▶ Kutipan Terpilih:
Dalam dua tahun terakhir, Pekan Suci umat Katolik Flores, tidak diwarnai prosesi Semana Santa. Seperti tahun lalu, tahun ini pun suasana Kota Larantuka, Flores, NTT, menjelang perayaan Paskah terlihat tidak seperti biasa.
Tidak ada persiapan, hiasan, dan penyelenggaraan ritual perayaan Pekan Suci yang sudah berlangsung lebih dari lima abad. Kota di ujung timur Pulau Flores itu seperti benar-benar ikut berkabung dengan segenap penghuninya. Bersama Maria, perempuan berkabung (Mater Dolorosa), menyaksikan jalan salib Yesus.

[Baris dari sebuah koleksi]

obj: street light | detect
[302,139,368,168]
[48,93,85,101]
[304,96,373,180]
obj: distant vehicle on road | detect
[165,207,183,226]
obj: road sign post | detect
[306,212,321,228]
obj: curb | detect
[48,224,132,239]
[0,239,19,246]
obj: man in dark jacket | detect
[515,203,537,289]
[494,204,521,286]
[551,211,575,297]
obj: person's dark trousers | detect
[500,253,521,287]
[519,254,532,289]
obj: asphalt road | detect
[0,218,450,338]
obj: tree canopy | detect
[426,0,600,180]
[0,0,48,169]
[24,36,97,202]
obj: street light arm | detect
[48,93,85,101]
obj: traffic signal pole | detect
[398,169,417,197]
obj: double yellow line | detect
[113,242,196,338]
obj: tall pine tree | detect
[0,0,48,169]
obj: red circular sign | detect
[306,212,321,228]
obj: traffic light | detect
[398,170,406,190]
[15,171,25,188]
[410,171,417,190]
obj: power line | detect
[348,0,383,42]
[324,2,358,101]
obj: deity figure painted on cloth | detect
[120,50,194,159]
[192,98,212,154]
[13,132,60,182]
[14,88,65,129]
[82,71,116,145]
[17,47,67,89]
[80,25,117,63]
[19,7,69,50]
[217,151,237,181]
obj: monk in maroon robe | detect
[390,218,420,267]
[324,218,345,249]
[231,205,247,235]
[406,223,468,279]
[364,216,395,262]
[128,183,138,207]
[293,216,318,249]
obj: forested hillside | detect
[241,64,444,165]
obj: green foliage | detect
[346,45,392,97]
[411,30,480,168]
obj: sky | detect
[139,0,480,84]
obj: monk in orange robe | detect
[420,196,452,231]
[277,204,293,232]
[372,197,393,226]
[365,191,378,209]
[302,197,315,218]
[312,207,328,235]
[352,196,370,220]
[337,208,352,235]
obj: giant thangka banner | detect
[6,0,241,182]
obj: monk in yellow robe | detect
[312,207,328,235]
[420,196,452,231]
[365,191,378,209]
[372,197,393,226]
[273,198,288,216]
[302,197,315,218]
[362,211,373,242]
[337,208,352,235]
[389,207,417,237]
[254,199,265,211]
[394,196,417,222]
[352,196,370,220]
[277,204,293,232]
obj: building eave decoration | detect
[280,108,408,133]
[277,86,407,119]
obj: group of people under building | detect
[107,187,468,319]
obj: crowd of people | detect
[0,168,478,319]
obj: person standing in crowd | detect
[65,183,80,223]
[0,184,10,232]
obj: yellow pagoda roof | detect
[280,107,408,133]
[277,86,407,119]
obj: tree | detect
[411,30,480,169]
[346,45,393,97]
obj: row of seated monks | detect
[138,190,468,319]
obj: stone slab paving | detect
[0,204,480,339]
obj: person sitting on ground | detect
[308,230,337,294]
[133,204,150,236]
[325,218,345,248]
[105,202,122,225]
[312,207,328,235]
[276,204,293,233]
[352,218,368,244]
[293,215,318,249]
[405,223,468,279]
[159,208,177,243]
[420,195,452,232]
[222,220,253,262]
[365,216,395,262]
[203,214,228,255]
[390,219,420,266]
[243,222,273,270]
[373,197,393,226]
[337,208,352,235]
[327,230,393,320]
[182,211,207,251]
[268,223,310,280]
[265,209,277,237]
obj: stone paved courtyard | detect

▶ Tugas dan Latihan:
**A.** Tentukan apakah setiap pernyataan berikut sesuai dengan kutipan tentang Semana Santa di Larantuka. Jawab ya atau tidak, lalu sertakan kata-kata penentunya yang dikutip persis dari kutipan tersebut.
(i) Ritual perayaan Pekan Suci di kota itu sudah berlangsung lebih dari lima abad.
(ii) Prosesi Semana Santa tetap diselenggarakan pada tahun lalu.
(iii) Larantuka terletak di ujung barat Pulau Flores.
**B.** Ulangi tanpa perubahan bagian kutipan tentang Semana Santa di Larantuka mulai dari "Tidak ada persiapan, hiasan, dan" sampai dengan "jalan salib Yesus.".

▶ Jawaban Setiap Tugas:
**A.**
(i) Ya: "ritual perayaan Pekan Suci yang sudah berlangsung lebih dari lima abad"
(ii) Tidak: "Dalam dua tahun terakhir, Pekan Suci umat Katolik Flores, tidak diwarnai prosesi Semana Santa."
(iii) Tidak: "Kota di ujung timur Pulau Flores itu"

**B.**
Tidak ada persiapan, hiasan, dan penyelenggaraan ritual perayaan Pekan Suci yang sudah berlangsung lebih dari lima abad. Kota di ujung timur Pulau Flores itu seperti benar-benar ikut berkabung dengan segenap penghuninya. Bersama Maria, perempuan berkabung (Mater Dolorosa), menyaksikan jalan salib Yesus.